物体位置アノテーションデータ:
--------
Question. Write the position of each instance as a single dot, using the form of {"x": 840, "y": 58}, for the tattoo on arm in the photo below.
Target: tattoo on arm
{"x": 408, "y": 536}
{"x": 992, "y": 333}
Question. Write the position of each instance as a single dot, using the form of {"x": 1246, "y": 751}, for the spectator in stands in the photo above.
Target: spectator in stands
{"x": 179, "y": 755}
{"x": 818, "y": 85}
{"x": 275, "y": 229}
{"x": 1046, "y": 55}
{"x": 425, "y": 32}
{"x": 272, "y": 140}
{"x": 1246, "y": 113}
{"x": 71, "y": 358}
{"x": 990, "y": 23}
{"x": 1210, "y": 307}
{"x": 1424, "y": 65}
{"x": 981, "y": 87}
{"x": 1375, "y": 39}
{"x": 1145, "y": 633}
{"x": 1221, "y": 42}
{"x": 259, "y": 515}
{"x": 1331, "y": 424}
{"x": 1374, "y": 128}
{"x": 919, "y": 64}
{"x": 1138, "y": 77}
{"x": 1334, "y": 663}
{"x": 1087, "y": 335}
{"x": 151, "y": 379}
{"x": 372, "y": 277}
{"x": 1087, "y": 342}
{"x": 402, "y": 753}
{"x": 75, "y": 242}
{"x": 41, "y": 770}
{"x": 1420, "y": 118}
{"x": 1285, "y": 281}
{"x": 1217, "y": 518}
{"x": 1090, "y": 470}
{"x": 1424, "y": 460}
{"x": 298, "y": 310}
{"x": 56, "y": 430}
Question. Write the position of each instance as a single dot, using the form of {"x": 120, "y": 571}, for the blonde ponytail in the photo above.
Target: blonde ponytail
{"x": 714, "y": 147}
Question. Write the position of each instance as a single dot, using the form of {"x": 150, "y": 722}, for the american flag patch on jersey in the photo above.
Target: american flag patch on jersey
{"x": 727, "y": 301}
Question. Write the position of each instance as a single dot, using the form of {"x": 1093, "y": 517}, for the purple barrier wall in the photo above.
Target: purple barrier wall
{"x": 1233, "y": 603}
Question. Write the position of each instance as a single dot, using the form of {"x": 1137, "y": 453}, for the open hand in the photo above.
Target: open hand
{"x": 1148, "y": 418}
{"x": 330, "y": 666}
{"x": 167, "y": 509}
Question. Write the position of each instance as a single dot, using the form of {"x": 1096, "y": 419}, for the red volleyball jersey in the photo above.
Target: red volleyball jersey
--------
目標: 上の資料の全行を、「番号」と「行」の二列から成るMarkdownの表に書き換えてください。空行は含めないでください。

課題の解答:
| 番号 | 行 |
|---|---|
| 1 | Question. Write the position of each instance as a single dot, using the form of {"x": 840, "y": 58}, for the tattoo on arm in the photo below. |
| 2 | Target: tattoo on arm |
| 3 | {"x": 408, "y": 536} |
| 4 | {"x": 992, "y": 333} |
| 5 | Question. Write the position of each instance as a single dot, using the form of {"x": 1246, "y": 751}, for the spectator in stands in the photo above. |
| 6 | Target: spectator in stands |
| 7 | {"x": 179, "y": 755} |
| 8 | {"x": 818, "y": 85} |
| 9 | {"x": 275, "y": 229} |
| 10 | {"x": 1046, "y": 55} |
| 11 | {"x": 425, "y": 32} |
| 12 | {"x": 272, "y": 140} |
| 13 | {"x": 1246, "y": 113} |
| 14 | {"x": 71, "y": 358} |
| 15 | {"x": 990, "y": 23} |
| 16 | {"x": 1210, "y": 307} |
| 17 | {"x": 1424, "y": 65} |
| 18 | {"x": 981, "y": 87} |
| 19 | {"x": 1375, "y": 39} |
| 20 | {"x": 1145, "y": 633} |
| 21 | {"x": 1221, "y": 42} |
| 22 | {"x": 259, "y": 515} |
| 23 | {"x": 1331, "y": 424} |
| 24 | {"x": 1374, "y": 128} |
| 25 | {"x": 919, "y": 64} |
| 26 | {"x": 1138, "y": 77} |
| 27 | {"x": 1334, "y": 663} |
| 28 | {"x": 1087, "y": 335} |
| 29 | {"x": 151, "y": 379} |
| 30 | {"x": 372, "y": 277} |
| 31 | {"x": 1087, "y": 342} |
| 32 | {"x": 402, "y": 753} |
| 33 | {"x": 75, "y": 242} |
| 34 | {"x": 41, "y": 770} |
| 35 | {"x": 1420, "y": 118} |
| 36 | {"x": 1285, "y": 281} |
| 37 | {"x": 1217, "y": 518} |
| 38 | {"x": 1090, "y": 470} |
| 39 | {"x": 1424, "y": 460} |
| 40 | {"x": 298, "y": 310} |
| 41 | {"x": 56, "y": 430} |
| 42 | Question. Write the position of each instance as a single dot, using the form of {"x": 120, "y": 571}, for the blonde ponytail in the photo above. |
| 43 | Target: blonde ponytail |
| 44 | {"x": 714, "y": 147} |
| 45 | Question. Write the position of each instance as a single dot, using the form of {"x": 150, "y": 722}, for the american flag patch on jersey in the photo above. |
| 46 | Target: american flag patch on jersey |
| 47 | {"x": 727, "y": 301} |
| 48 | Question. Write the position of each instance as a single dot, using the form of {"x": 1093, "y": 517}, for the purple barrier wall in the photo above. |
| 49 | Target: purple barrier wall |
| 50 | {"x": 1233, "y": 603} |
| 51 | Question. Write the position of each instance as a single dot, using the form of {"x": 1137, "y": 453}, for the open hand in the photo above. |
| 52 | Target: open hand |
| 53 | {"x": 1148, "y": 418} |
| 54 | {"x": 330, "y": 666} |
| 55 | {"x": 167, "y": 509} |
| 56 | Question. Write the position of each instance as a single dot, using the form of {"x": 1096, "y": 419}, for the red volleyball jersey in the photo above. |
| 57 | Target: red volleyball jersey |